== SUPPLIED ENTRIES

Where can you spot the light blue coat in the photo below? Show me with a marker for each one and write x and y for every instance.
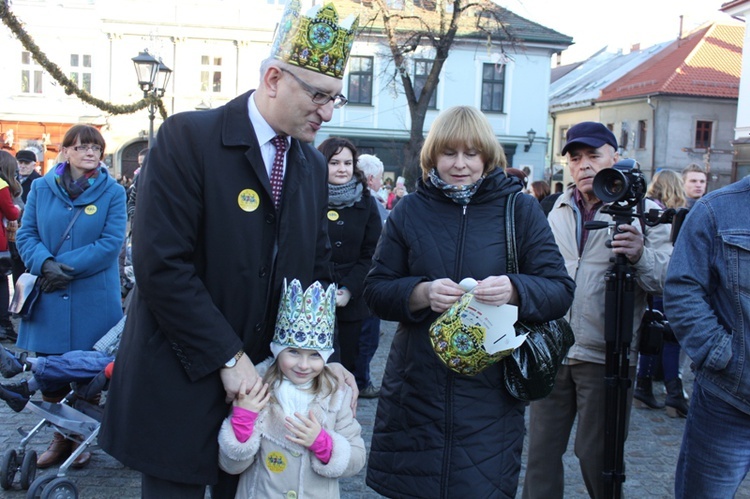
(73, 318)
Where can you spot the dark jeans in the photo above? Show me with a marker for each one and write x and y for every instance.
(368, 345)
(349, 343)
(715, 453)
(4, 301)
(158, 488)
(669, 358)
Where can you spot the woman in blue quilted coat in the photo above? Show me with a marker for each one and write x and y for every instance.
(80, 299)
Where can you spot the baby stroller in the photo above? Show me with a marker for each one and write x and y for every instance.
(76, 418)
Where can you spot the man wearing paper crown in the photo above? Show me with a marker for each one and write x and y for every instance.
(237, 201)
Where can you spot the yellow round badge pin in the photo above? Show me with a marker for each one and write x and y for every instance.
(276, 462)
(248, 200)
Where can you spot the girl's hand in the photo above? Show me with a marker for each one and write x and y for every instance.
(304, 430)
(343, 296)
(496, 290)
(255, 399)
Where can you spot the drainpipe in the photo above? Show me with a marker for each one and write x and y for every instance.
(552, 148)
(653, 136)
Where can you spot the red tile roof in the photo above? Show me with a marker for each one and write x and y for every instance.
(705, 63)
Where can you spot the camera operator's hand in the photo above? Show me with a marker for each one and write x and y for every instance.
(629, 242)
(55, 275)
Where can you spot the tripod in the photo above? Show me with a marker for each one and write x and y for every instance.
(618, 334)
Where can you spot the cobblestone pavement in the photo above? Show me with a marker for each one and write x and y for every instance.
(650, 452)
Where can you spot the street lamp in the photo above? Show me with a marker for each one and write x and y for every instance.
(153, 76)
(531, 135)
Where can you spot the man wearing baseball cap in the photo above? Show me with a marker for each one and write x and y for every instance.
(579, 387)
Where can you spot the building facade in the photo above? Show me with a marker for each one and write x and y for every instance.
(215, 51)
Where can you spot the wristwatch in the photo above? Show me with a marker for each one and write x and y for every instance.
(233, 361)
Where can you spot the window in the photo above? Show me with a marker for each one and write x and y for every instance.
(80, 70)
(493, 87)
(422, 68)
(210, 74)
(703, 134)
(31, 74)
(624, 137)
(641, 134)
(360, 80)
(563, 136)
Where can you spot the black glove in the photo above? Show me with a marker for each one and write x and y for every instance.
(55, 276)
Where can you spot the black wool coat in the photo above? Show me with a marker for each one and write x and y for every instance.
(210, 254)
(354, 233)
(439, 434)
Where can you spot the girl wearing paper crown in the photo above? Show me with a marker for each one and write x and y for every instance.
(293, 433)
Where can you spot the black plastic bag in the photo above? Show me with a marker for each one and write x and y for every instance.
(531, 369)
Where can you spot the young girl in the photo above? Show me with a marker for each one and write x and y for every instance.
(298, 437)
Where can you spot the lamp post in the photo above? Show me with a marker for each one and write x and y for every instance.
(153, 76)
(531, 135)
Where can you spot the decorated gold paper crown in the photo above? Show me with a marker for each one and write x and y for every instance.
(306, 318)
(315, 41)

====

WHAT YOU WILL DO |
Rewrite the records from the line with "Where can you spot the decorated" through the end of the records, keeping the request line and adding 16 to each x and y coordinate.

TASK RESPONSE |
Where can you spot the decorated gold paper crown in the photo above? Show me with a marker for each one and write x and y for every instance.
(322, 334)
(331, 57)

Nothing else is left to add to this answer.